## What you should do:
Your reply should reproduce each line below exactly and carry none of the pictures.

Referring expression data
******

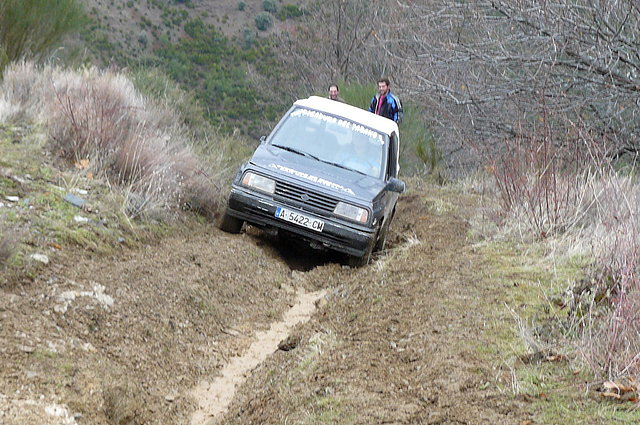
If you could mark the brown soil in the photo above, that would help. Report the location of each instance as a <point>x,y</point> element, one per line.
<point>130,339</point>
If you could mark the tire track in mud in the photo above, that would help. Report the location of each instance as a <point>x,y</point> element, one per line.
<point>213,398</point>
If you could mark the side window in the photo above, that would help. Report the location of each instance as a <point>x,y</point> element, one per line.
<point>392,166</point>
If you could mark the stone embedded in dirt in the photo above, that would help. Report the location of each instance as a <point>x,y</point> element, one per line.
<point>80,219</point>
<point>26,349</point>
<point>41,258</point>
<point>74,200</point>
<point>289,343</point>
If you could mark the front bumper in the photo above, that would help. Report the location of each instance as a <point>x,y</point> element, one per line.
<point>336,235</point>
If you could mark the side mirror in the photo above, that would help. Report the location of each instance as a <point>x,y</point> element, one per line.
<point>395,185</point>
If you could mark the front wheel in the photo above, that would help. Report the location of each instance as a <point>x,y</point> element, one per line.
<point>230,224</point>
<point>355,261</point>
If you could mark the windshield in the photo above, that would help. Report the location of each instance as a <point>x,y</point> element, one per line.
<point>334,140</point>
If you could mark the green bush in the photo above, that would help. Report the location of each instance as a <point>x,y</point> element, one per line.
<point>289,11</point>
<point>263,21</point>
<point>30,28</point>
<point>270,6</point>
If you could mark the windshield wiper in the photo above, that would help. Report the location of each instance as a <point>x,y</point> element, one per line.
<point>299,152</point>
<point>342,166</point>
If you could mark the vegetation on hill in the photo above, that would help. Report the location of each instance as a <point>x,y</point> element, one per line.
<point>29,28</point>
<point>547,114</point>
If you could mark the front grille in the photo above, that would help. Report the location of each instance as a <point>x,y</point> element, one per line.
<point>303,197</point>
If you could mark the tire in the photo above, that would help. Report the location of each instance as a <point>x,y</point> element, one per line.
<point>384,231</point>
<point>382,239</point>
<point>356,262</point>
<point>230,224</point>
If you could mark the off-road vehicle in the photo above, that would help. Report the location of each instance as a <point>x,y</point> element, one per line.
<point>327,173</point>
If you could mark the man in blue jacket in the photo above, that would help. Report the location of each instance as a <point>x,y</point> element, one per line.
<point>386,104</point>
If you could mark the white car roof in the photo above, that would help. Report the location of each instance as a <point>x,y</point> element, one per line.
<point>350,112</point>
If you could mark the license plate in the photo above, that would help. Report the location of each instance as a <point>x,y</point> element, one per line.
<point>299,219</point>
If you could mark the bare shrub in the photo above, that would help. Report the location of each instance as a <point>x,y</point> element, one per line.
<point>100,118</point>
<point>546,183</point>
<point>6,249</point>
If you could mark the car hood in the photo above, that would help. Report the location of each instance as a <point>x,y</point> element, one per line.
<point>326,177</point>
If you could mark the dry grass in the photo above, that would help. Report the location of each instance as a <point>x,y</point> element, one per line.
<point>585,208</point>
<point>99,120</point>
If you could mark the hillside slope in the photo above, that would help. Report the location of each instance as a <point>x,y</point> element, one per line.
<point>124,335</point>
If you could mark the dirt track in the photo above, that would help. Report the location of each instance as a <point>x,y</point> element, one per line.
<point>127,339</point>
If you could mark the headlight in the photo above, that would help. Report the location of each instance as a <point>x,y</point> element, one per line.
<point>351,212</point>
<point>258,182</point>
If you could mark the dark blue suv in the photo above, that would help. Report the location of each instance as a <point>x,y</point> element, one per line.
<point>327,173</point>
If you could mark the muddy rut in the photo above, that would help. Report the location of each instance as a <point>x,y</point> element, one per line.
<point>204,327</point>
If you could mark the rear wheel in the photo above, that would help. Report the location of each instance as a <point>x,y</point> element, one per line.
<point>230,224</point>
<point>355,261</point>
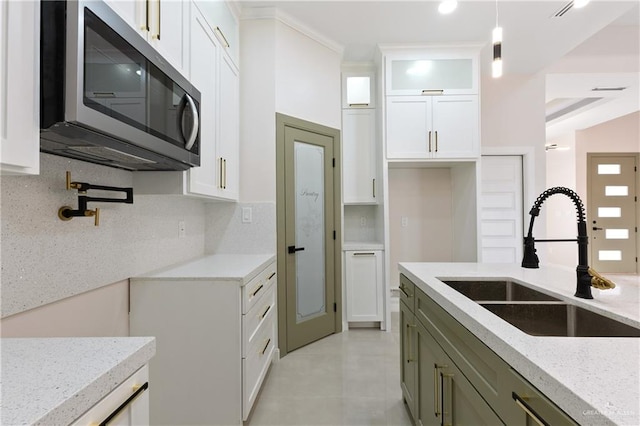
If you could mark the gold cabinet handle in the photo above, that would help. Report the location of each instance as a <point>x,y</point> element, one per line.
<point>527,409</point>
<point>437,390</point>
<point>220,173</point>
<point>137,390</point>
<point>404,290</point>
<point>447,410</point>
<point>253,294</point>
<point>266,311</point>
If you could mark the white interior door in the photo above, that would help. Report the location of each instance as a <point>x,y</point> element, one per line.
<point>501,209</point>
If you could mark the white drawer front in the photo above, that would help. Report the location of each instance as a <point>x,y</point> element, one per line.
<point>256,363</point>
<point>255,320</point>
<point>136,412</point>
<point>252,292</point>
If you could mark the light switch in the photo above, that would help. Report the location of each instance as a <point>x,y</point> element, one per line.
<point>246,215</point>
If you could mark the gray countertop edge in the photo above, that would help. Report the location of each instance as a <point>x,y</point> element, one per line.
<point>518,349</point>
<point>66,403</point>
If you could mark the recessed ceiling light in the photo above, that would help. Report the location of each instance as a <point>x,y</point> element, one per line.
<point>447,6</point>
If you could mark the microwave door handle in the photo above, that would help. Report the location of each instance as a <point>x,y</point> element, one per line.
<point>191,139</point>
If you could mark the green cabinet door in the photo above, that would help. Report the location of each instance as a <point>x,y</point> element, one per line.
<point>445,396</point>
<point>408,358</point>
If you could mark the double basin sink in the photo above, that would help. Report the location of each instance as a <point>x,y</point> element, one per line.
<point>539,314</point>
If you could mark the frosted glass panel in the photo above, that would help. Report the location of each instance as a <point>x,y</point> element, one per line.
<point>358,90</point>
<point>617,234</point>
<point>608,169</point>
<point>609,255</point>
<point>309,206</point>
<point>609,212</point>
<point>616,191</point>
<point>431,74</point>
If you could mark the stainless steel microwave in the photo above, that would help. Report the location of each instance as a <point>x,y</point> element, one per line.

******

## Answer to this problem:
If you could mark the brown soil in the photo above, that would help. Report the location of each instance as a <point>x,y</point> element, one per line.
<point>130,339</point>
If you could mark the tire track in mud in the photo above, that would help. Report the location of each instance as a <point>x,y</point> element, one per line.
<point>213,398</point>
If you could mark the side window in the photo above, that would help. Report the location of each instance as a <point>x,y</point> element, one per line.
<point>392,166</point>
If you could mark the stone embedded in dirt in the photo above, that would help. Report the location of each instance as a <point>x,y</point> element, one per line.
<point>80,219</point>
<point>26,349</point>
<point>41,258</point>
<point>74,200</point>
<point>289,343</point>
If you could mark the front bumper in the photo above, that would help. Report the location of each instance as a <point>x,y</point> element, one per line.
<point>336,235</point>
If you could mark the side mirror in the photo above, that would help. Report the location of each instance as a <point>x,y</point> element, one per line.
<point>395,185</point>
If you could mark the front wheel in the photo above, that would help. Report the location of each instance as a <point>x,y</point> element, one per line.
<point>230,224</point>
<point>355,261</point>
If you could mark the windshield in the photo above, that would help. Report the location of each instance as a <point>x,y</point> element, one per line.
<point>334,140</point>
If you could mark the green bush in the photo above, that would help. Report the location of each instance as a <point>x,y</point> element, one per line.
<point>289,11</point>
<point>263,21</point>
<point>30,28</point>
<point>270,6</point>
If you could mark the windshield wiper in the photo above, that would help. Report the location of each instance as a <point>x,y</point> element, one per line.
<point>299,152</point>
<point>342,166</point>
If you could mark the vegetation on hill in the photo above, that would help. Report the location of each instance as a <point>x,y</point> element, one per line.
<point>29,28</point>
<point>547,114</point>
If you could mark the front grille in the photo above, that would help. Report the location of each instance as a <point>x,y</point> element, one per line.
<point>303,197</point>
If you could mark the tire in the photo above, that would help. Report the location of each instance as a <point>x,y</point> element, one per line.
<point>384,231</point>
<point>382,239</point>
<point>356,262</point>
<point>230,224</point>
If you could mark the off-road vehicle in the photo above, that would help. Report the location of each instance as a <point>x,y</point> element, one per line.
<point>327,173</point>
If you could mark the man in blue jacket in the photo above, that would help. Report the location of each instance as a <point>x,y</point> element, one per line.
<point>386,104</point>
If you could mark the white car roof in the photo above, that would help. Report the location of each instance as a <point>x,y</point> element, one per line.
<point>350,112</point>
If you could mark the license plate in the photo above, that would help. Report the location of each instance as a <point>x,y</point> element, one per line.
<point>299,219</point>
If you could mark the bare shrub in the photo above, that would help. Report the location of each instance as a <point>x,y</point> element, one per line.
<point>100,118</point>
<point>546,183</point>
<point>6,249</point>
If you could mark the car hood in the photo above, that would help. Report the location of each instance as a <point>x,y</point> element, one per line.
<point>326,177</point>
If you could mark the dry grass in the photo above, that would help. Report the location of each instance as a <point>x,y</point> element, one per line.
<point>585,208</point>
<point>99,120</point>
If you could mark the hillside slope in the photo above, that would help. Report the location of each instance as a <point>x,y</point> element, one per line.
<point>124,335</point>
If you could mark the dirt track in the photo above, that would help. Report the location of each instance as a <point>x,y</point> element, one per line.
<point>127,339</point>
If you could mark the headlight in the photo above, that would help. Report the location of each instance as a <point>x,y</point> element, one per line.
<point>351,212</point>
<point>258,182</point>
If you could mark the dark blue suv in the photo above, that would help. Report the location of each instance as a <point>x,y</point> element, one per line.
<point>327,173</point>
If you could mark the muddy rut in the photo above, that would help. Report the location of each instance as a <point>x,y</point> element, one per line.
<point>204,327</point>
If you could mark the rear wheel in the photo above, that would help. Report the location of each instance as a <point>x,y</point> element, one per line.
<point>230,224</point>
<point>355,261</point>
If you could mark the gold cabinet handle in the photo above, that would help. Report the location of each instance as a <point>x,y</point> element, one per line.
<point>527,409</point>
<point>437,390</point>
<point>220,173</point>
<point>137,390</point>
<point>404,290</point>
<point>447,410</point>
<point>253,294</point>
<point>266,311</point>
If you could mark the white interior door in the photo above, that would help. Report the location of each instance as a <point>x,y</point> element, one per line.
<point>501,209</point>
If you could mark the white drawer front in the photo above, that would help. Report the location of each instance as a <point>x,y</point> element, one per line.
<point>256,363</point>
<point>255,320</point>
<point>136,412</point>
<point>252,292</point>
If you could mark the light switch in the photo above, that would help. Report the location of each instance as a <point>x,y</point> element, one per line.
<point>246,215</point>
If you could mark the gray countertop edge in the photo above, that would help. Report the location of each instance as a <point>x,y</point> element, one per line.
<point>518,349</point>
<point>66,403</point>
If you could mark the recessed ceiling light in the photo above, that would help. Report the location of each instance as a <point>x,y</point> element, one per line.
<point>447,6</point>
If you could mark the microwave door handle in the photo above, that would help. Report the location of each instance as a <point>x,y</point> element, one per line.
<point>191,139</point>
If you could mark the green cabinet door in the photo above, that would help. Report the location of each instance as a <point>x,y</point> element, one per line.
<point>445,396</point>
<point>408,358</point>
If you could mark the double basin sink in the photo above, that would help. Report the location of each instance as a <point>x,y</point> element, one per line.
<point>539,314</point>
If you could mark the frosted glass panel in the photo above, that would help. Report the location of each instance as a <point>x,y</point> element, one per line.
<point>358,90</point>
<point>617,234</point>
<point>608,169</point>
<point>609,255</point>
<point>309,206</point>
<point>609,212</point>
<point>616,191</point>
<point>431,74</point>
If you could mark the stainless steel microwave in the photo above, that would help. Report the location of each instance as a <point>x,y</point> element, one per line.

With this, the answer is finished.